EXERCISE GOAL: Read the data below. Every line holding the string "formatted" must be copied.

Records from a collection:

────────────────

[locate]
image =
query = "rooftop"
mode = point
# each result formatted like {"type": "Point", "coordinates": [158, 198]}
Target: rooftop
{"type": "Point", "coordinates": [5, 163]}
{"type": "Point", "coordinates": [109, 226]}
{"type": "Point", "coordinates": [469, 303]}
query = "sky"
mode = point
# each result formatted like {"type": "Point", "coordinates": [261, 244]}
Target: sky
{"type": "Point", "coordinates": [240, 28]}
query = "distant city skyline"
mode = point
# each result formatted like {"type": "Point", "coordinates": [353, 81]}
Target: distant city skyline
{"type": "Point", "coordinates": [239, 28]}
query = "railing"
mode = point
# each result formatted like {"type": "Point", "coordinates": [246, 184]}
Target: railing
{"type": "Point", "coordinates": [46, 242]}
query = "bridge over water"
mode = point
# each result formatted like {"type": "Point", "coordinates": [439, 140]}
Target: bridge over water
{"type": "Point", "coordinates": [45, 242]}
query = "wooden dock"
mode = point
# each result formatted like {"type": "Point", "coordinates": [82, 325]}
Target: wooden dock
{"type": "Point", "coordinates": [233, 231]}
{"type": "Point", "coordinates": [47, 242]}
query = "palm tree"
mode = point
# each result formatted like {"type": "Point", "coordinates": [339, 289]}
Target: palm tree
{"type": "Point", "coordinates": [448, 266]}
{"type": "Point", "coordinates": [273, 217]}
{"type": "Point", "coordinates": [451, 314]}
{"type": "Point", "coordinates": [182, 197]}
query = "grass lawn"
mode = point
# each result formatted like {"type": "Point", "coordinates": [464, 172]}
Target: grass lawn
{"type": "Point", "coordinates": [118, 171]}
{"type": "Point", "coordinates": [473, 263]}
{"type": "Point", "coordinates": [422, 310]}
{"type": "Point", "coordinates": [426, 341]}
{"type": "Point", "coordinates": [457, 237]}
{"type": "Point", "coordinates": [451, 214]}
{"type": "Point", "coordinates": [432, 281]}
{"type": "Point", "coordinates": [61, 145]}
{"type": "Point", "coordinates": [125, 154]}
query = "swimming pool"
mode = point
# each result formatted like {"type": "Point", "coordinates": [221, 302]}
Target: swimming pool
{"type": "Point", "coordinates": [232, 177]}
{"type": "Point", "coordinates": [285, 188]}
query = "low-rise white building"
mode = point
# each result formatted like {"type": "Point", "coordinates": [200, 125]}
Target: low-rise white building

────────────────

RESULT OF THE TASK:
# each result formatted like {"type": "Point", "coordinates": [158, 198]}
# each result formatted like {"type": "Point", "coordinates": [261, 244]}
# each result formatted like {"type": "Point", "coordinates": [353, 81]}
# each result formatted like {"type": "Point", "coordinates": [246, 184]}
# each result formatted like {"type": "Point", "coordinates": [439, 140]}
# each result formatted like {"type": "Point", "coordinates": [82, 325]}
# each result formatted like {"type": "Point", "coordinates": [339, 289]}
# each result formatted like {"type": "Point", "coordinates": [464, 172]}
# each result formatted like {"type": "Point", "coordinates": [221, 302]}
# each result formatted like {"type": "Point", "coordinates": [200, 125]}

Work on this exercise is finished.